Try it :: Take the entries that follow and return exactly the lines from the one holding "form [(845, 524)]." through the one holding "form [(822, 435)].", both included. Nothing else is needed.

(Point localization data)
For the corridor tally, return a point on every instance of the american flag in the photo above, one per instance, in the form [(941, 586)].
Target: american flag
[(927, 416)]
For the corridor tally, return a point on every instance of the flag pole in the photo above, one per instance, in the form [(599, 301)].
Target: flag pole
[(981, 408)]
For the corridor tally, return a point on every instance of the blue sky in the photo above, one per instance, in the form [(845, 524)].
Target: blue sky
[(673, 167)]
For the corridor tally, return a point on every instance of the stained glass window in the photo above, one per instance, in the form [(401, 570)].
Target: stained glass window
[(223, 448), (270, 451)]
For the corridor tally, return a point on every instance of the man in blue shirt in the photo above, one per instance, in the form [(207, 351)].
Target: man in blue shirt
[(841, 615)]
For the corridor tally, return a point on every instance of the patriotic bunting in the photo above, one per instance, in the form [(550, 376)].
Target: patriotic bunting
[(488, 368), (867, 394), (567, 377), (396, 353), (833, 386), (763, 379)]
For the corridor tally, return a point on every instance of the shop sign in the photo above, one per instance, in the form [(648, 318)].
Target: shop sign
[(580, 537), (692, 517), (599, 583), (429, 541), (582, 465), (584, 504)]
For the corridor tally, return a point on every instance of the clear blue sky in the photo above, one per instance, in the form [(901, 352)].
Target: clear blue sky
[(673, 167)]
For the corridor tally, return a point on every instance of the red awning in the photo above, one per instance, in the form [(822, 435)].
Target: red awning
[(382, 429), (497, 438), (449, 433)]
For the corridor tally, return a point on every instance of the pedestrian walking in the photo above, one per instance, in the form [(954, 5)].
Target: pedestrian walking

Result of the task ::
For the corridor tally, return a point on every instance of the blue sky in the photo above, one per instance, in the form [(845, 524)].
Target: blue sky
[(673, 167)]
For the corridor tally, return a point on every instance of the stained glass window in the photo above, one per instance, in the form [(401, 570)].
Target: stained glass window
[(223, 448), (270, 451)]
For the corridor tally, return a point on every instance of the man in blue shirt in the photo above, one per instance, in the form [(207, 351)].
Target: man in blue shirt
[(841, 615)]
For the corridor tally, return a point on every instance of the patriotic bunting in the photo above, one per instance, in the form [(550, 376)].
Target: patriotic bunting
[(488, 368), (867, 394), (567, 377), (396, 353), (833, 386), (763, 379)]
For the corridor tally, return a point on every instance of the shop sign in the photo above, one per instance, in the form [(648, 318)].
Target: shop sign
[(580, 537), (692, 517), (599, 583), (429, 541), (582, 465), (584, 504)]
For the corridor tally, return a point on every instance of the clear blue sky in the photo above, one per instance, in the form [(901, 352)].
Target: clear blue sky
[(673, 167)]
For the corridor tally, return a point on every instance of the red awning in the photo above, one per instance, in the form [(822, 435)].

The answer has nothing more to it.